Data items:
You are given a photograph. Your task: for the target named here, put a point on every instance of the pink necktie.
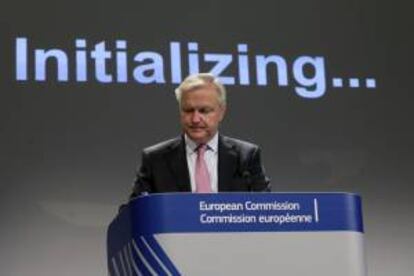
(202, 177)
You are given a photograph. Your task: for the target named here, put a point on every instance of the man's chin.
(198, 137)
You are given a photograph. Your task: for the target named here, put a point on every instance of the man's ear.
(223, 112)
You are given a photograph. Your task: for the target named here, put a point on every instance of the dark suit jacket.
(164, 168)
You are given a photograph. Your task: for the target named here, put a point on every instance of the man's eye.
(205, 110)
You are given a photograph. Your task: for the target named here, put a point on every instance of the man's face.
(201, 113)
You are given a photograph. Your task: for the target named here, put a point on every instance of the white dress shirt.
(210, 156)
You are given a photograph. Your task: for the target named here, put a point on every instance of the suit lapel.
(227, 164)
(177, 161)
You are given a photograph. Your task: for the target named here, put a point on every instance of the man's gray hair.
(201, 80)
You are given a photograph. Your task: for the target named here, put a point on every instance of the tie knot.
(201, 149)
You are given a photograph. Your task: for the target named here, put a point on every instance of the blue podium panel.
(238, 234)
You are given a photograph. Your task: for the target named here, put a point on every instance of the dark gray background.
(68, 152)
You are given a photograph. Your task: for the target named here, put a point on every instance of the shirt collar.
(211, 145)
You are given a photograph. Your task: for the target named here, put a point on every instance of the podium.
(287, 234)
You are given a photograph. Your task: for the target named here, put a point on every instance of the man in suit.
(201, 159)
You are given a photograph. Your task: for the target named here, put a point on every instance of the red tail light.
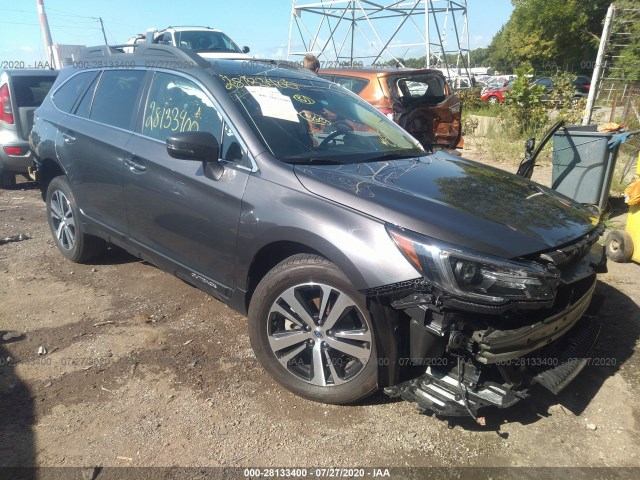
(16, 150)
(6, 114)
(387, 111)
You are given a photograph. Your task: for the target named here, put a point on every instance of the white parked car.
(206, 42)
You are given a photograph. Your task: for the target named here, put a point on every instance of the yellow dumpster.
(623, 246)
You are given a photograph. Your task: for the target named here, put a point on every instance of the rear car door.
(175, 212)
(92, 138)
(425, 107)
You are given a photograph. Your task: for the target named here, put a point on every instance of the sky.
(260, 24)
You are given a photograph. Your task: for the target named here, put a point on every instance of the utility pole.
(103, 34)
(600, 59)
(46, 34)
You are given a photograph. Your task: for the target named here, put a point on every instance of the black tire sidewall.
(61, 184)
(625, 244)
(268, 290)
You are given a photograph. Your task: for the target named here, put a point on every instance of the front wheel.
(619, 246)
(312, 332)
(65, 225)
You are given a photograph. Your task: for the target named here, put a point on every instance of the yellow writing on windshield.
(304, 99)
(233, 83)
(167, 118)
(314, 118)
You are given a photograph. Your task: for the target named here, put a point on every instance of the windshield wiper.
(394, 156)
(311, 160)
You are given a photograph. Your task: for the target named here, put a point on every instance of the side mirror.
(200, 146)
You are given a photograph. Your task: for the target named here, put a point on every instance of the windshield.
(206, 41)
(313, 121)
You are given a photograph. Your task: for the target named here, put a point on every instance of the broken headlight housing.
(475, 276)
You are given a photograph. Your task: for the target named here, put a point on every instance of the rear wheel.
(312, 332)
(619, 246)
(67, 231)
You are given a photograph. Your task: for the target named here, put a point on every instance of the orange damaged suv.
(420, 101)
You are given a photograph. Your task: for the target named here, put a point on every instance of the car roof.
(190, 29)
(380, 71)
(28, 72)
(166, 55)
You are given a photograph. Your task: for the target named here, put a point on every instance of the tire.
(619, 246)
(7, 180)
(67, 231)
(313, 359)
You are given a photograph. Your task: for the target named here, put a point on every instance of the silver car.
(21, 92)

* [Exercise prompt]: All of the data needs repeating exactly, but the pictures do not.

* [The completed task]:
You are given a photograph. Your task: for the target named here, put a point on every instance of the pink necktie.
(202, 177)
You are given a photograph. Your task: for the target named here, put a point on every instance of the man's chin.
(198, 137)
You are given a photograph. Your task: for the target named here, put a point on every instance of the man's ear.
(223, 112)
You are given a photograph. Your task: for the target named here, put a point on every instance of the dark suit jacket.
(164, 168)
You are given a photograph. Your task: for the target named here, put a point on every instance of the man's eye.
(205, 110)
You are given a photograph. Your task: for the target named here, put a point on every instance of the man's face.
(201, 113)
You are given a photograph. Your task: for the target named here, put a point on every instance of the white dress shirt.
(210, 156)
You are given a photograph. Your task: for the target named here, put a point on every instance of the suit lapel.
(227, 164)
(177, 161)
You are given a photograph. Your task: for the target named here, put a point on every instance of the man's gray hair.
(201, 80)
You are given a photograph. Your task: for the target named here, put a point on every instance of the tie knot.
(201, 149)
You are given a photograph. Your task: for the target named here, put a point on every instance of the blue podium panel.
(238, 234)
You are given a photograph. Your task: for the target named here, put a point on every instance of the dark gray background.
(68, 152)
You are given a photograph. Your task: for the target named here, put a point on every instance of the shirt collar.
(211, 145)
You are given a photograph. Your task: for the target named here, put a point on every instance of the podium.
(287, 234)
You are given a photograph. Your task: for the target named here, put a point on every instance of the man in suit.
(201, 159)
You are given a photograph. Your task: for the target named here, put a point on every instance of the red tail light.
(16, 150)
(6, 114)
(387, 111)
You are given a photograph. Your task: for the target named here, put a point on every instance of the white parked car.
(206, 42)
You are given a photograph. Your task: for the target named here, put a point on every instance of the yellow dumpster.
(623, 246)
You are given a photograph. Your task: for the target named here, put a point on every instance of the rear car door.
(175, 212)
(92, 138)
(425, 107)
You are given a photograph. Your task: for the target named here, put a point on every instance of the sky.
(260, 24)
You are given a photograph. Your task: for the target named here, put a point on every instance of the utility pole.
(103, 34)
(600, 59)
(46, 34)
You are given a photograph. Your task: for the target named here, put a point on every instance of the black tire sidewall.
(61, 184)
(625, 244)
(268, 290)
You are given a photograph. Your task: for the target named here, put a point on every instance of the front wheel.
(619, 246)
(312, 332)
(65, 225)
You are given a photograph. Your task: for the target named here, put a point on every instance of the yellow writing on windshield.
(304, 99)
(233, 83)
(167, 118)
(314, 118)
You are given a photograph. Your task: for the target named here, put a point on every instance of the windshield wiper.
(394, 156)
(311, 160)
You are given a photograph. Your task: for the target named here, put a point on every instance of the side mirror.
(200, 146)
You are given a photograph. Your task: for the target named here, put a point on every instance of the windshield.
(206, 41)
(313, 121)
You are given a photograph. Your task: for the target named here, put a point on every instance of the broken headlight housing.
(475, 276)
You are given a photograph. Your task: for the target named here, put a point on every instance of the rear wheel.
(312, 332)
(619, 246)
(67, 231)
You are given a photograph. Your task: for the target named here, put a point on every instance of the orange damaged suv.
(420, 101)
You are given a photograph. Your task: for the target named here, put a point on every instance of the car roof.
(190, 29)
(380, 71)
(28, 72)
(166, 55)
You are given a photograph. Your task: for the target named here, put a point on every instance of the tire.
(619, 246)
(7, 180)
(67, 231)
(313, 359)
You are given a photograph. Your task: for the target named here, put a point on every instance of the silver car.
(21, 92)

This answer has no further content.